Give the count of lines in the data that include "chalkboard", with no other words.

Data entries
/---

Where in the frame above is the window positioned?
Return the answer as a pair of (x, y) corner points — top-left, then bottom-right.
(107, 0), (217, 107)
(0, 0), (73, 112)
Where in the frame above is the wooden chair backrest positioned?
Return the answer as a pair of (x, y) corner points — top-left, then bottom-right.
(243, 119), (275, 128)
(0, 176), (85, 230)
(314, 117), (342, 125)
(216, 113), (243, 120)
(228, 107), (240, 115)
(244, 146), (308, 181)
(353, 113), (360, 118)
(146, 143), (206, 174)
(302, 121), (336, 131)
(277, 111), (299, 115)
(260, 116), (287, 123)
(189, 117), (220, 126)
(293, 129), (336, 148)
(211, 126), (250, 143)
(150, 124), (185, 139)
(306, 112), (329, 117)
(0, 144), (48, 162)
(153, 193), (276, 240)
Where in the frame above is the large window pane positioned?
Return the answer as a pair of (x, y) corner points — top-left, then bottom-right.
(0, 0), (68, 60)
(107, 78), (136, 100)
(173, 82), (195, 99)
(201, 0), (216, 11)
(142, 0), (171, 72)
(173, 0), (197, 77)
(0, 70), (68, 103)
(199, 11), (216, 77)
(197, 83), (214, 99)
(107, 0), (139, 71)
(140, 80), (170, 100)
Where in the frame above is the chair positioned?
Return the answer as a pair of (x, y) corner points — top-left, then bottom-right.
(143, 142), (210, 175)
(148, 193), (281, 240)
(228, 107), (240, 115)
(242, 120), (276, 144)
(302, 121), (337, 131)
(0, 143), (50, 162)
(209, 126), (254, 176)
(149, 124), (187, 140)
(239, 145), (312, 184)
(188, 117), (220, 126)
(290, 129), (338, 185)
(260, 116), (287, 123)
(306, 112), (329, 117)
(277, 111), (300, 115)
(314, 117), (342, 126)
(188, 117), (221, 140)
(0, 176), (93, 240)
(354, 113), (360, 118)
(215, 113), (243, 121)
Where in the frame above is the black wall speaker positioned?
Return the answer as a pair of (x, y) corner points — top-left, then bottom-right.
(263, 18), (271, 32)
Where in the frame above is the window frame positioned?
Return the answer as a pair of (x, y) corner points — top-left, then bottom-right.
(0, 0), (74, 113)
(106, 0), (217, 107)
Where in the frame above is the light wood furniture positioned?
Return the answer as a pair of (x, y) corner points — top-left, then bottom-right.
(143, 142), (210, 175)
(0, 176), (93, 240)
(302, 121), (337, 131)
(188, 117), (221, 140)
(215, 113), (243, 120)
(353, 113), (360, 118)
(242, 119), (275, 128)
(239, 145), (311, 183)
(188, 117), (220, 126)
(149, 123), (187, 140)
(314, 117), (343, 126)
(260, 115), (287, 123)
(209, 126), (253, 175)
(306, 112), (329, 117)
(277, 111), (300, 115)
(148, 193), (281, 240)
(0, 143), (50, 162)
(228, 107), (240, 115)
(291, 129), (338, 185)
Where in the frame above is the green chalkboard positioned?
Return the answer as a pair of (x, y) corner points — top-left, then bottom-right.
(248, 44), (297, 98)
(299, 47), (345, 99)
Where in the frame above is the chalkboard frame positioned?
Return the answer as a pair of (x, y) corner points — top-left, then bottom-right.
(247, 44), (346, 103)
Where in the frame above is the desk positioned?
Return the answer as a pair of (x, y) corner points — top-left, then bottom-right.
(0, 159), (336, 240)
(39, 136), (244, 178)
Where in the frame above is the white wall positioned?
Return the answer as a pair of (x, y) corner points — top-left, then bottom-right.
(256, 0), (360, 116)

\---

--- ANSWER BOX ---
2